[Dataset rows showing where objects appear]
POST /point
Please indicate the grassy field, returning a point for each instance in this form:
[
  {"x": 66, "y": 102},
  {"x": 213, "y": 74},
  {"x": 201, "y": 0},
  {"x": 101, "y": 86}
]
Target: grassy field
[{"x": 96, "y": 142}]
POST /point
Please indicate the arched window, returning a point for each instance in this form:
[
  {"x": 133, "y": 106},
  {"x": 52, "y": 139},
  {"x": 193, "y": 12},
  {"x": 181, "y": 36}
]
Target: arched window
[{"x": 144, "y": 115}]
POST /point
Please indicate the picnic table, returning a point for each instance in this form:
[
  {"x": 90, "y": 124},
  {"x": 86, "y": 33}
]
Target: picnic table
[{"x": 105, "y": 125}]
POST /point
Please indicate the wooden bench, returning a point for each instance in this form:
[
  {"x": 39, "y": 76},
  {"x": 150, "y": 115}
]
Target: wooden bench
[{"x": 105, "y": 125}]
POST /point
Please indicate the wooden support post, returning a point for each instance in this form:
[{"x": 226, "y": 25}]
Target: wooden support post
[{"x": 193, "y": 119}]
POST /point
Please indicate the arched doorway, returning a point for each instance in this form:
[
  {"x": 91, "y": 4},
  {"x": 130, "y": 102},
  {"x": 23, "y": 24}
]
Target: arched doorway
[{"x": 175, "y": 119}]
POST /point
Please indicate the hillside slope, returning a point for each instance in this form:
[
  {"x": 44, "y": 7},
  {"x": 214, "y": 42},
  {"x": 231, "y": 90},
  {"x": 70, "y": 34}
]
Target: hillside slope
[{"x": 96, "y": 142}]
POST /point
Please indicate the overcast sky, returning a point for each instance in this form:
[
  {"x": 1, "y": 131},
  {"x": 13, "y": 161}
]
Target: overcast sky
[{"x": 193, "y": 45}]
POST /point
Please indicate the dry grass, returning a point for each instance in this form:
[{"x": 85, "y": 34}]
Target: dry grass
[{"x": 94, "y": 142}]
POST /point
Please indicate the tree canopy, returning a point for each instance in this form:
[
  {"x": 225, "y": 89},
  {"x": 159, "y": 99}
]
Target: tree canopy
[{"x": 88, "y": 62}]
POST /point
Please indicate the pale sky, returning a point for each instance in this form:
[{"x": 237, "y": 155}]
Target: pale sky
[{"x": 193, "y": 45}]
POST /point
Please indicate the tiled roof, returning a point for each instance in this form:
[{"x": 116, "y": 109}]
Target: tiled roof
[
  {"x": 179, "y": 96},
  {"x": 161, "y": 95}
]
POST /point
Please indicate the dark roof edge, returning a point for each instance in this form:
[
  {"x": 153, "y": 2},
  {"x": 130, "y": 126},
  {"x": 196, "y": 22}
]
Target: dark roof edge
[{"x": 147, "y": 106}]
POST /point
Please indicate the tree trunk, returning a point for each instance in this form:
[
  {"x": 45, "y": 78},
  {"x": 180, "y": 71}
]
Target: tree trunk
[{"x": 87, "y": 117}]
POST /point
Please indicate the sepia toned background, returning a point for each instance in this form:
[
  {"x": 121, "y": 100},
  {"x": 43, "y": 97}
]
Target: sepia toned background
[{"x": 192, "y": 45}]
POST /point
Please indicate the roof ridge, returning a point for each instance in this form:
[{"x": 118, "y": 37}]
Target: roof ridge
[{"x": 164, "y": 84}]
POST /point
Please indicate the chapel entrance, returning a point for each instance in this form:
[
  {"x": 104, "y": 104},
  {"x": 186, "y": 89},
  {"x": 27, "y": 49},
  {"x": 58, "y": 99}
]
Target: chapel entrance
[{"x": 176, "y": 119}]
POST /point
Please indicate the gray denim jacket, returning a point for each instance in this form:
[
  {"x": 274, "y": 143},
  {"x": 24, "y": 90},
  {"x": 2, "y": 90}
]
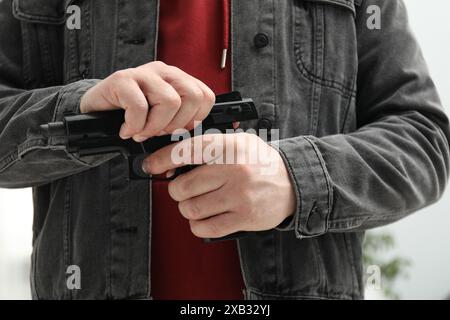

What the task requires :: List every line of the data above that contains the string "roof", matching case exactly.

Complete response ::
Please indicate the tiled roof, returning a point for each instance in this form:
Target: tiled roof
Please indicate the dark roof edge, returning a point for each instance in this form:
Target: dark roof edge
Please indicate the roof ridge, returning a point for each instance in this form:
Target: roof ridge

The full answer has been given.